_BEREITGESTELLTE AUFLISTUNG_
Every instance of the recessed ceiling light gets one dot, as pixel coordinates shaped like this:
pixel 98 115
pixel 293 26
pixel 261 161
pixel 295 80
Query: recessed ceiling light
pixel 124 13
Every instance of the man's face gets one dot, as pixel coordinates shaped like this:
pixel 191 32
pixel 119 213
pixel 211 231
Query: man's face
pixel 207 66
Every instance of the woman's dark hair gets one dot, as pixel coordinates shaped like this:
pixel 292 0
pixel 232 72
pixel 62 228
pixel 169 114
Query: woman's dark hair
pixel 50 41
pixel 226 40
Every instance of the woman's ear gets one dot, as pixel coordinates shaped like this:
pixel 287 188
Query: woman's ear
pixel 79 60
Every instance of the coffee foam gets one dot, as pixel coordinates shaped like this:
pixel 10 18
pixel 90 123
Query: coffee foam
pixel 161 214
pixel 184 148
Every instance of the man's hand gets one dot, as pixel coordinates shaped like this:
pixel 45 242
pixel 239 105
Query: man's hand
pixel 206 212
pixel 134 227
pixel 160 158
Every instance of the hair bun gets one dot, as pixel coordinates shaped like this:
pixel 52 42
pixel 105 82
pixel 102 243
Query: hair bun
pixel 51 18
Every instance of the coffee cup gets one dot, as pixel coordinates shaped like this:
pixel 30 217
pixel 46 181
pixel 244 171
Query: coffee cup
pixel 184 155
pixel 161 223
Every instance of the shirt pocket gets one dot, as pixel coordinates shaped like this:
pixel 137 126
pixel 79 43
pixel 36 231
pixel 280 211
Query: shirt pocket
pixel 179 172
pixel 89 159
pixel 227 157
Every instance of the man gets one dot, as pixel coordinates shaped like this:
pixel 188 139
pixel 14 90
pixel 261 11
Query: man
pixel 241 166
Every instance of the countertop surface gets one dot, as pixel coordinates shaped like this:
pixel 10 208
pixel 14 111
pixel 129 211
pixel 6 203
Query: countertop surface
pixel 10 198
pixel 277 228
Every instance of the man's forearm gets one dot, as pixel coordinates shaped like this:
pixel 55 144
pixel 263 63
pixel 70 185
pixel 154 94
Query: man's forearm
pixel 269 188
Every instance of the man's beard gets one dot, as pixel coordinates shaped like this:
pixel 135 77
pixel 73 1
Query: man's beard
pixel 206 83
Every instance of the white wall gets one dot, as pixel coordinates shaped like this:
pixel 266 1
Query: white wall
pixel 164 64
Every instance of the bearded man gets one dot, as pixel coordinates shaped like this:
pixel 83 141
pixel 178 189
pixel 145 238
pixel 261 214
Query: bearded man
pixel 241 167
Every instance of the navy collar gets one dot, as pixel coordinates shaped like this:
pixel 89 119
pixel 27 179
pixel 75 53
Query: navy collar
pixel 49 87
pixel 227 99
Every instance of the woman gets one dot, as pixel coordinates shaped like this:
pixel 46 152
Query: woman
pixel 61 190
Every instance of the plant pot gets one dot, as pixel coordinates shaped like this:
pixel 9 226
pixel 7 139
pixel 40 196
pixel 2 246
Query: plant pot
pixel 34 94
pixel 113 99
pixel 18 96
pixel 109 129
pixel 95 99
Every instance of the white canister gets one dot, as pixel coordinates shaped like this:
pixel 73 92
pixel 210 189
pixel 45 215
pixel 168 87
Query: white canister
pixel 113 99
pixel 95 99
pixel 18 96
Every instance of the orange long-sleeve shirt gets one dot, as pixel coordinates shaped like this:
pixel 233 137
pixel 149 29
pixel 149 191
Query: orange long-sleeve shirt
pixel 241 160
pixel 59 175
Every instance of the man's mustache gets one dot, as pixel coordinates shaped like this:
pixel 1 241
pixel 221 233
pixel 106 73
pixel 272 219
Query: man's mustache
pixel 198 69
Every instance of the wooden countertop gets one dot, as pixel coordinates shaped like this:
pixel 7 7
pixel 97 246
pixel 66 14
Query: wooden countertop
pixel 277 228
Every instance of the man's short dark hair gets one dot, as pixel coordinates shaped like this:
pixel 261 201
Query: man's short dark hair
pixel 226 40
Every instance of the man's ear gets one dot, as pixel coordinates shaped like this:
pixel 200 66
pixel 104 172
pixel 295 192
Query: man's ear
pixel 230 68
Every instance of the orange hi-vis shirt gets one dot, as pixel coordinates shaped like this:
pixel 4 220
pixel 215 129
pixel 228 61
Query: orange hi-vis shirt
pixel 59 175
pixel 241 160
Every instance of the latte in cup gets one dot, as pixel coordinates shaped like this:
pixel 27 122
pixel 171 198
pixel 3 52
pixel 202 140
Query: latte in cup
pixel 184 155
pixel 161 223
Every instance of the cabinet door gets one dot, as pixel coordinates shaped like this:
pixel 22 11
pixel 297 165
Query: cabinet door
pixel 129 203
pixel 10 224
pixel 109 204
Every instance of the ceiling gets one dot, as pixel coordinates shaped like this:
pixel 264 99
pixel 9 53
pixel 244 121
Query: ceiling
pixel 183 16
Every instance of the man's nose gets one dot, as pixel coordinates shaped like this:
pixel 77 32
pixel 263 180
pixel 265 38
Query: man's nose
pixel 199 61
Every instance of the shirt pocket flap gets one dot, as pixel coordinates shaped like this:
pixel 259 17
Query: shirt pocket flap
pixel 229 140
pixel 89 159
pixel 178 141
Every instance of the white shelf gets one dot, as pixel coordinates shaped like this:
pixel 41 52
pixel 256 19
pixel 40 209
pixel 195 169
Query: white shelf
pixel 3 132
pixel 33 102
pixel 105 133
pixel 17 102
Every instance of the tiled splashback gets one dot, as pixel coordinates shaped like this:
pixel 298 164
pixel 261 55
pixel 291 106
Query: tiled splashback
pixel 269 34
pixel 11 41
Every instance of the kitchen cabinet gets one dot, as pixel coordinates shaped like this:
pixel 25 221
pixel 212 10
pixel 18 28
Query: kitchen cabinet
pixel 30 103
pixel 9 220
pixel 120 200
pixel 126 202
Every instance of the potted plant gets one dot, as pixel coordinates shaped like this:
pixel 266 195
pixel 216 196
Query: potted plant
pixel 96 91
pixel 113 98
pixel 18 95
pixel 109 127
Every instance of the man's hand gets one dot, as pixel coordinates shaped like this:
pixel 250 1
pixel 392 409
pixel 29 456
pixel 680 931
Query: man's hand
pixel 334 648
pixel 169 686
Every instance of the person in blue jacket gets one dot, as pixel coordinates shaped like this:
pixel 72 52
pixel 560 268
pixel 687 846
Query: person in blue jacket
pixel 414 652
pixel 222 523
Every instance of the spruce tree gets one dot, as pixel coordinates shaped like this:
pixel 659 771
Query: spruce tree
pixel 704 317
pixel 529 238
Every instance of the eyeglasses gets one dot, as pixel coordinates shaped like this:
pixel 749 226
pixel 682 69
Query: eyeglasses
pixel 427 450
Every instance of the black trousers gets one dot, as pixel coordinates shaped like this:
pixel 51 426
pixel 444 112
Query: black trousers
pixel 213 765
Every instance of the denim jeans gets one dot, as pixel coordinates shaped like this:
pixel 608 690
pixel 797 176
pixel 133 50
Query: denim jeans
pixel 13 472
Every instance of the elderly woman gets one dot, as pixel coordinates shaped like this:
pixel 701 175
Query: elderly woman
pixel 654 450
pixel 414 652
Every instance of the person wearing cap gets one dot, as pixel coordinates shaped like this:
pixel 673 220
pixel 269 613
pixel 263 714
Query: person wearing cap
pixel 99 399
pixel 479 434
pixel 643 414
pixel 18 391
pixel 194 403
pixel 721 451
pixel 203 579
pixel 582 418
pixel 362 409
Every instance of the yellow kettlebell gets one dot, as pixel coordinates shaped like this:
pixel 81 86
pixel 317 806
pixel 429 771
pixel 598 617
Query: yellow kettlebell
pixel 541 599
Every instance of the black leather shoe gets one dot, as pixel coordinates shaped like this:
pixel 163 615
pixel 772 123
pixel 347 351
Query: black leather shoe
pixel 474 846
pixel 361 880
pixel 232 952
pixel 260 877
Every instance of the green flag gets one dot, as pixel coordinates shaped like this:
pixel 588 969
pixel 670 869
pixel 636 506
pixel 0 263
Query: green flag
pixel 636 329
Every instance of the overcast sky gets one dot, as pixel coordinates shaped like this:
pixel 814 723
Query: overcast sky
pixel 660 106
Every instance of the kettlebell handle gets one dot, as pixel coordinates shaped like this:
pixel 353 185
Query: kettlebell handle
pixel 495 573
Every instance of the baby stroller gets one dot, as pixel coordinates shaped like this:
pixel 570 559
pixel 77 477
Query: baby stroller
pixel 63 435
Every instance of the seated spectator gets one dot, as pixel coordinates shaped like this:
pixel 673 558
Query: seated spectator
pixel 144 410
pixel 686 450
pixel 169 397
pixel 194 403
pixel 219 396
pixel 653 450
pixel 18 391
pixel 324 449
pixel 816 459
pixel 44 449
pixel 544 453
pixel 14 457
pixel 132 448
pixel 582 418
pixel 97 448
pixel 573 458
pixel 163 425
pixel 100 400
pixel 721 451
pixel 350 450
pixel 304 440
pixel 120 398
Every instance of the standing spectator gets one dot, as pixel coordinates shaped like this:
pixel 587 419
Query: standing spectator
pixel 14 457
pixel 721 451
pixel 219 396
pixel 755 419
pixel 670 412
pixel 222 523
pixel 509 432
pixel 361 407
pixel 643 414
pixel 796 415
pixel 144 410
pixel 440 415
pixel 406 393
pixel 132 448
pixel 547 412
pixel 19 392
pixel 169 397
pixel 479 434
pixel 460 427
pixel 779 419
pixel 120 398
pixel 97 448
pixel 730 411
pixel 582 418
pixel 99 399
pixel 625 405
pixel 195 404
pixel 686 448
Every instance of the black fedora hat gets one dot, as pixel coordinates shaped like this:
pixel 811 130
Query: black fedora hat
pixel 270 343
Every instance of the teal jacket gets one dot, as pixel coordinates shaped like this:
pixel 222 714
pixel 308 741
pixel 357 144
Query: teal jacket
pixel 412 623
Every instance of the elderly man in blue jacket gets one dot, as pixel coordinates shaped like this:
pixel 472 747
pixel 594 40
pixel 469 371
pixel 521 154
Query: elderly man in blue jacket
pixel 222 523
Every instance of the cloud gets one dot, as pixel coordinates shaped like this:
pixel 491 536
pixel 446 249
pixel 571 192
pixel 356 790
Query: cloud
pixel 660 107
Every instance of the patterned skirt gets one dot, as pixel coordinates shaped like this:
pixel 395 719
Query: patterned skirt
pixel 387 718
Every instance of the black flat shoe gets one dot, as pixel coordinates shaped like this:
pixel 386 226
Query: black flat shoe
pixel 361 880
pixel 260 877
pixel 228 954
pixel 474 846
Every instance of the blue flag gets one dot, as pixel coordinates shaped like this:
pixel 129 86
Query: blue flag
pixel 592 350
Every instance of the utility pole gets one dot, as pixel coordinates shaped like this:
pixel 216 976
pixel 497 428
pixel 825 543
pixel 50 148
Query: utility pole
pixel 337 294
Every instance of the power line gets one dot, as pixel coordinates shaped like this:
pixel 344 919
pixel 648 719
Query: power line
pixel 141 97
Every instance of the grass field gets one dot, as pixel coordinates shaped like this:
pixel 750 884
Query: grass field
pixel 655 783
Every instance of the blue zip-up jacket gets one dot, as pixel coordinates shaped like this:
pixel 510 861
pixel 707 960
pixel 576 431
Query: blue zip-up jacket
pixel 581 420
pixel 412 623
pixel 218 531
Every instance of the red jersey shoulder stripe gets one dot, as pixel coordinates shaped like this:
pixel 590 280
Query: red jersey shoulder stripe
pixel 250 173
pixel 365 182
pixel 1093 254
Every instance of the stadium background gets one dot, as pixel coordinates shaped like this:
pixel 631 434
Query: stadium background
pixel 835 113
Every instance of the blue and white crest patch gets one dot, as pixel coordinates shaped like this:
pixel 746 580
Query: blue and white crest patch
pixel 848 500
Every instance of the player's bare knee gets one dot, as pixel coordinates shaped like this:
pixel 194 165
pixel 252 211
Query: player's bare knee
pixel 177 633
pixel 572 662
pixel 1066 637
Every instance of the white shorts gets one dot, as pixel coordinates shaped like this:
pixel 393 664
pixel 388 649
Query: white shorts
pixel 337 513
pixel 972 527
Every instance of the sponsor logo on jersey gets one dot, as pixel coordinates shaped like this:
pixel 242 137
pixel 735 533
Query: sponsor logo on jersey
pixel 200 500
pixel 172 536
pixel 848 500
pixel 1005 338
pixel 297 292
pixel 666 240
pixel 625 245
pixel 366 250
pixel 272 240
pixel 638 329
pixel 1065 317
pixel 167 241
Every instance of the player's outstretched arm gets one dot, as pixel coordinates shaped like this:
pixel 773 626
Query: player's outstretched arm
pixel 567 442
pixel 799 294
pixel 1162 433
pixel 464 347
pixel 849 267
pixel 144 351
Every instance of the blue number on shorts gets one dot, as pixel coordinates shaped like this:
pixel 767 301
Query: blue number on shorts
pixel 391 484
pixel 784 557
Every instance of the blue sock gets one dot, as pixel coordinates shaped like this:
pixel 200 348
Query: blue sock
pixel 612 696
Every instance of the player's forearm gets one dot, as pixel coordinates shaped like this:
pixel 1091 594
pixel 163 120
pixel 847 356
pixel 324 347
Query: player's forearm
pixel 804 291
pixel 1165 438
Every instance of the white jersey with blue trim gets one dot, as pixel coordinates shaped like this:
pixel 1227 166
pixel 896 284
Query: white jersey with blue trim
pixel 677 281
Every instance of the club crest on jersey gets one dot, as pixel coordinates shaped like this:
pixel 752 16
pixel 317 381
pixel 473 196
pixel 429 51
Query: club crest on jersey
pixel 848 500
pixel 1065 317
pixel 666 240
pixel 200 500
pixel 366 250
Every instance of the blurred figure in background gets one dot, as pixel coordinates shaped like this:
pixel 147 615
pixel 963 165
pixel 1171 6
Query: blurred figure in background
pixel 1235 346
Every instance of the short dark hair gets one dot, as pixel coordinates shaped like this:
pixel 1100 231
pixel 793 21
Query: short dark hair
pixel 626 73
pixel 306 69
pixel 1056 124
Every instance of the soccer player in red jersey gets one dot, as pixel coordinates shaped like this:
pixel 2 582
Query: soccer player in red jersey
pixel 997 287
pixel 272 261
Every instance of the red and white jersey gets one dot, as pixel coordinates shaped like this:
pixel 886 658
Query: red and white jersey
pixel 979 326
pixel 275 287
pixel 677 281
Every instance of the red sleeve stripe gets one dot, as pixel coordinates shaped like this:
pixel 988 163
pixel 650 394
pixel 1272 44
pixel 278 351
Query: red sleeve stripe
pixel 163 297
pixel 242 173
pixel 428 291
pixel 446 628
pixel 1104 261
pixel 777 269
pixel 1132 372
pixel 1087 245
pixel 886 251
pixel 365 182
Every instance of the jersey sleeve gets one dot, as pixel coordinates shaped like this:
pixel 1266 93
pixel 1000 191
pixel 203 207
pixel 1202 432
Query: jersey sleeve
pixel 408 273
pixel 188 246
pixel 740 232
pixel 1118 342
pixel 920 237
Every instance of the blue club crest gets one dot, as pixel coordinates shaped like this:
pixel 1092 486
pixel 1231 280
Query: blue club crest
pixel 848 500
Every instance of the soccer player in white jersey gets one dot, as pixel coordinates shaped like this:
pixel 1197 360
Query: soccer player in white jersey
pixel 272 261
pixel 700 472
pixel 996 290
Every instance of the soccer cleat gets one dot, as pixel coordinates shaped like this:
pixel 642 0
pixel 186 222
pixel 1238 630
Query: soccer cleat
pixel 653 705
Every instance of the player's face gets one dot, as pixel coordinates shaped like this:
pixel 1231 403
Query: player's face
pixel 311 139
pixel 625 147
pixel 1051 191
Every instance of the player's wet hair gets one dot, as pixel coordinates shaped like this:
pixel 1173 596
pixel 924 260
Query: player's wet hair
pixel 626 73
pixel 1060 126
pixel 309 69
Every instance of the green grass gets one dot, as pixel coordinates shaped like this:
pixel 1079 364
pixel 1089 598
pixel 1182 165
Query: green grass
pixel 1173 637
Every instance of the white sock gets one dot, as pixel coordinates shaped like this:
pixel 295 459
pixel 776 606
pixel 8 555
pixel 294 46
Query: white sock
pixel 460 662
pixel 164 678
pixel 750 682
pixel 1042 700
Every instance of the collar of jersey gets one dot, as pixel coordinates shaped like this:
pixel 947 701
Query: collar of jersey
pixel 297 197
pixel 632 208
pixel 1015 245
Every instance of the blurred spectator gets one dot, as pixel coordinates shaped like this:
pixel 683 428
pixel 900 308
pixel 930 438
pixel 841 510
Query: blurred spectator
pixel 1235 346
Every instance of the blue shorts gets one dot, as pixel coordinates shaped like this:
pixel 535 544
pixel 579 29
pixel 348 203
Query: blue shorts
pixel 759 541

_AUFGABE_
Gib bitte die Zeilen der Auflistung oben unverändert wieder: Beginne mit der Zeile mit „Every instance of the blue flag“ und fahre bis einschließlich der Zeile mit „pixel 835 113“ fort.

_ANTWORT_
Every instance of the blue flag gets one dot, as pixel coordinates shaped like this:
pixel 129 86
Query: blue flag
pixel 592 350
Every instance of the utility pole gets one dot, as pixel coordinates shaped like this:
pixel 216 976
pixel 497 428
pixel 825 543
pixel 50 148
Query: utility pole
pixel 337 294
Every instance of the power line gets one dot, as pixel coordinates shaped like this:
pixel 344 919
pixel 648 719
Query: power line
pixel 141 97
Every instance of the grass field gets one dot, as pixel coordinates shaped like this:
pixel 750 884
Query: grass field
pixel 655 783
Every instance of the blue zip-up jacket gets one dot, as pixel coordinates shaped like this:
pixel 510 861
pixel 707 960
pixel 576 431
Query: blue zip-up jacket
pixel 581 420
pixel 412 623
pixel 218 531
Every instance of the red jersey shoulder stripe gets one dot, as pixel coordinates shaped like this:
pixel 590 280
Query: red jersey shoulder stripe
pixel 250 173
pixel 365 182
pixel 1093 254
Every instance of the stadium background gets one dot, as pixel coordinates shaped like this:
pixel 631 434
Query: stadium background
pixel 835 113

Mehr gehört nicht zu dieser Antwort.